*Task item:* Show every line in the records below that contains the word "segment".

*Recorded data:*
########
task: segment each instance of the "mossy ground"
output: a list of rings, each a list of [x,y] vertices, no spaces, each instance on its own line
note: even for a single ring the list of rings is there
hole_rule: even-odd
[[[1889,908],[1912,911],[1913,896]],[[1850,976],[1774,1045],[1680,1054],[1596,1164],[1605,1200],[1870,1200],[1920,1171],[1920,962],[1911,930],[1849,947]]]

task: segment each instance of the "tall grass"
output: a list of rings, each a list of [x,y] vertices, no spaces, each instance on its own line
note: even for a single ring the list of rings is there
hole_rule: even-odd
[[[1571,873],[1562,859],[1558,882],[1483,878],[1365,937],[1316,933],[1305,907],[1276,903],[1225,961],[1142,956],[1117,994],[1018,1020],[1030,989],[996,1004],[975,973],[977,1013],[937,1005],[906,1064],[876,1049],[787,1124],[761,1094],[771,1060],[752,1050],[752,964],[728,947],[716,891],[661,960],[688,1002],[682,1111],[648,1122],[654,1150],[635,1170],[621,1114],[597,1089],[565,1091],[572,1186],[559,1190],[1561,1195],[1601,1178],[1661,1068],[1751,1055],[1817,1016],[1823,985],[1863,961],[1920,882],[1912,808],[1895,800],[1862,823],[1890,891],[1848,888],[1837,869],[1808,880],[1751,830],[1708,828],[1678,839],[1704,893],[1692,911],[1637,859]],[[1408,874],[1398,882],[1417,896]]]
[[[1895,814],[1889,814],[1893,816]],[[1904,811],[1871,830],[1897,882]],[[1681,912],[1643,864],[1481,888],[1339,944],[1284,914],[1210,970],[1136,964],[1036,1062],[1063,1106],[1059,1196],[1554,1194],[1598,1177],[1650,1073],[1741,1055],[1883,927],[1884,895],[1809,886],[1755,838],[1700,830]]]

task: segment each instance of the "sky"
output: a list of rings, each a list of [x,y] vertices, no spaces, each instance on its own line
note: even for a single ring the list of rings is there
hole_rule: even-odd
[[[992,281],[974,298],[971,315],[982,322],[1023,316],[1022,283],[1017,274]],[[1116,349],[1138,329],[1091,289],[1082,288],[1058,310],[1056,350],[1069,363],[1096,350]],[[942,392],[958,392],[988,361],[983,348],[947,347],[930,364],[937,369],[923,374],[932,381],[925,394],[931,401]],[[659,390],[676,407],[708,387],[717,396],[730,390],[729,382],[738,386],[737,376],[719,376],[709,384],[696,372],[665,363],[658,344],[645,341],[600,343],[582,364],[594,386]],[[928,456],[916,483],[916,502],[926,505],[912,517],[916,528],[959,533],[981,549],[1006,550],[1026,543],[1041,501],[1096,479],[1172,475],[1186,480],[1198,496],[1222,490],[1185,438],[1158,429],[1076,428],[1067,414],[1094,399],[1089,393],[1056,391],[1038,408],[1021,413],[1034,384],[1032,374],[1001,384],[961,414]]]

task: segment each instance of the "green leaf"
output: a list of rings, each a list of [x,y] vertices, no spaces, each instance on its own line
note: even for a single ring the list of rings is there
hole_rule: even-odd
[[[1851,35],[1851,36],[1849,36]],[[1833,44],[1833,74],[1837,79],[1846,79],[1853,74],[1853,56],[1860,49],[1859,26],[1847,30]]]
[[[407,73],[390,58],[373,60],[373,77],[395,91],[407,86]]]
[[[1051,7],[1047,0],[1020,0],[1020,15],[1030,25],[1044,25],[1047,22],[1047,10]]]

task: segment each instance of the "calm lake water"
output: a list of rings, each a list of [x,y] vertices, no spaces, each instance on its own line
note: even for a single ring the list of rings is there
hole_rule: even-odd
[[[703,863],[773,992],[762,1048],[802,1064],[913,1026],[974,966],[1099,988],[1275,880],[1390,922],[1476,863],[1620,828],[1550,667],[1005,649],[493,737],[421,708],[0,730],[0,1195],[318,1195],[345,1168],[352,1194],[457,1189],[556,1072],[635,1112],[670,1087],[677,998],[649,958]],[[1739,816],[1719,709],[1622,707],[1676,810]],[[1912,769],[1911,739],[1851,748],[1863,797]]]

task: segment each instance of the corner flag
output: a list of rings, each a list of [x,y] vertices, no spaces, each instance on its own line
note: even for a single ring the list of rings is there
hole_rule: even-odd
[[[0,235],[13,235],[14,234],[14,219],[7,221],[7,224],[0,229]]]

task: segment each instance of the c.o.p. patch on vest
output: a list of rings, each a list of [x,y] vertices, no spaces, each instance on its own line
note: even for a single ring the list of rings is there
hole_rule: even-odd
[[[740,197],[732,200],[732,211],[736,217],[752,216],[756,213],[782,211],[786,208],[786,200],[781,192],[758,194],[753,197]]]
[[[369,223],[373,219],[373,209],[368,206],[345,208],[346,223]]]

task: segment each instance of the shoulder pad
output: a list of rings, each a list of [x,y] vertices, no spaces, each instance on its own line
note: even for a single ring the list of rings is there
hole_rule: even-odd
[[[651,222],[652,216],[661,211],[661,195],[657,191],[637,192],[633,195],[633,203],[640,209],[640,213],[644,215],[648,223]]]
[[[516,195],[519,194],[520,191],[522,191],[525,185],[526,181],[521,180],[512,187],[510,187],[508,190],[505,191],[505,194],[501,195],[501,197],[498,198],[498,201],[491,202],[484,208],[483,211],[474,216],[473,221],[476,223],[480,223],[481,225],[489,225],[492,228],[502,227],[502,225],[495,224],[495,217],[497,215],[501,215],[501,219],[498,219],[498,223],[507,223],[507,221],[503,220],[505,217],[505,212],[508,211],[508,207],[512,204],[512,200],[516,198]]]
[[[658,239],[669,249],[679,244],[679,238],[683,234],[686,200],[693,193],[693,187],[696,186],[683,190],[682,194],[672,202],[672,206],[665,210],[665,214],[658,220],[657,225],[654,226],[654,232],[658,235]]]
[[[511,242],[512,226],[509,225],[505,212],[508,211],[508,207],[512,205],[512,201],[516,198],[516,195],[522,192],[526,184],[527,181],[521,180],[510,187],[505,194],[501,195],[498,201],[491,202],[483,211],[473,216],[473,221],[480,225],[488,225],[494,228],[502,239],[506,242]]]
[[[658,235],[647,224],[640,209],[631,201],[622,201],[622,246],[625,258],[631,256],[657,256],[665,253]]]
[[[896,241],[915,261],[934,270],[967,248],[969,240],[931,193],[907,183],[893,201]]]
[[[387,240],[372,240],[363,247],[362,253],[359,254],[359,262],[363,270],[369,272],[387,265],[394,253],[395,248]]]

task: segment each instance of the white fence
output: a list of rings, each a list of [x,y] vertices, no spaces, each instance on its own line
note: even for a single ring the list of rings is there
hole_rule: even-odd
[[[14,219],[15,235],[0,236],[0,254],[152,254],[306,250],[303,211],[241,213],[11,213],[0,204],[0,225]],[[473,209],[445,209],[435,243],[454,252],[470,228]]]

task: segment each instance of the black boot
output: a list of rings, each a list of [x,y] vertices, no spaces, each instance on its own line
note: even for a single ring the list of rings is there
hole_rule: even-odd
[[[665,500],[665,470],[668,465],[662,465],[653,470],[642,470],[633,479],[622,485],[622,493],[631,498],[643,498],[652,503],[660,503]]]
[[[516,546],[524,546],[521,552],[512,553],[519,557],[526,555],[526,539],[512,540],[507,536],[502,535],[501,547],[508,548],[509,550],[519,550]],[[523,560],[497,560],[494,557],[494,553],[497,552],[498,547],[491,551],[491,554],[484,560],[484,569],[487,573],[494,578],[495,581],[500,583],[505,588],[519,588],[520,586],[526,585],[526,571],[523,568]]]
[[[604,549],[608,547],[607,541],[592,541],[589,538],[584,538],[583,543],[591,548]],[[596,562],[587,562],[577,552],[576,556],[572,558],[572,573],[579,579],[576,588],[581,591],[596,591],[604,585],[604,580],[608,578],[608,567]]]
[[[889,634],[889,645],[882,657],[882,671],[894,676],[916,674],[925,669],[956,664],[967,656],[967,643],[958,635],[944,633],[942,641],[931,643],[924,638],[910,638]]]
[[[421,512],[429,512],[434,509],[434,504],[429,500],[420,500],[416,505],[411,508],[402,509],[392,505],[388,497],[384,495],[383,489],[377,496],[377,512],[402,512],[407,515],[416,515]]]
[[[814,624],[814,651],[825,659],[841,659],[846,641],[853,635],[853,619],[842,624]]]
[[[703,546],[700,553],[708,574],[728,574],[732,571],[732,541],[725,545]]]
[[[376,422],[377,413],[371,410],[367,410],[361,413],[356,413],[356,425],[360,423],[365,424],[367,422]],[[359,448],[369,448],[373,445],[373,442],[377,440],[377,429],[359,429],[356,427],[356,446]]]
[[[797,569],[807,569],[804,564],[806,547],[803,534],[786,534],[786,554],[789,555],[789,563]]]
########
*Result of this task:*
task: segment each instance of the "mossy ground"
task: segment each instance of the "tall grass"
task: segment each instance of the "sky"
task: segment each instance of the "green leaf"
task: segment each instance of the "calm lake water"
task: segment each instance of the corner flag
task: segment each instance of the c.o.p. patch on vest
task: segment each instance of the shoulder pad
task: segment each instance of the white fence
task: segment each instance of the black boot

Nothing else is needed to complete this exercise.